**Wymagania zadania**
Wybierz z wykazu i przepisz każdy wiersz zawierający ciąg „tent”. Wielkość liter ma znaczenie.

Wpisy ze zbioru:
************

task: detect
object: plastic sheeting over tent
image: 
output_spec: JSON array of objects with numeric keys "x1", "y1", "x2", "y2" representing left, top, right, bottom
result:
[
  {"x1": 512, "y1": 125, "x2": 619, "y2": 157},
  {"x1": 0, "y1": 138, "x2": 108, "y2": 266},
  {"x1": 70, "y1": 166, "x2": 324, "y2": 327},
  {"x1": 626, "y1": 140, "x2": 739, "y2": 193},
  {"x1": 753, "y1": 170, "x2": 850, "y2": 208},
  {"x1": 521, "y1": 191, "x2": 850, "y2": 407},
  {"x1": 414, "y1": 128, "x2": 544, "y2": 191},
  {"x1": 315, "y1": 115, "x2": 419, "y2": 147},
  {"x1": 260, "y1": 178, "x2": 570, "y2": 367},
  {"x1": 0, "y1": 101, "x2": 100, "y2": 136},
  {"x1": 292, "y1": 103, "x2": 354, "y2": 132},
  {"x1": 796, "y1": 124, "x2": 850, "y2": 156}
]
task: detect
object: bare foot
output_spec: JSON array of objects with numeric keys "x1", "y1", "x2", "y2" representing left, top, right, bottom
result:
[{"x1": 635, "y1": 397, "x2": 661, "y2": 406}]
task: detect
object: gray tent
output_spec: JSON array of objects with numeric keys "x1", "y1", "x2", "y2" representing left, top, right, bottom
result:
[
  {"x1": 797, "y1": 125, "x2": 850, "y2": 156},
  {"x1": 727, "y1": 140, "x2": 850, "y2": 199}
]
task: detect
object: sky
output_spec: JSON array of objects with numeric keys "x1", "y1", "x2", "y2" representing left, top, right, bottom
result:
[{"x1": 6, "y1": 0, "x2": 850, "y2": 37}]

************

**Wynik zadania**
object: plastic sheeting over tent
object: gray tent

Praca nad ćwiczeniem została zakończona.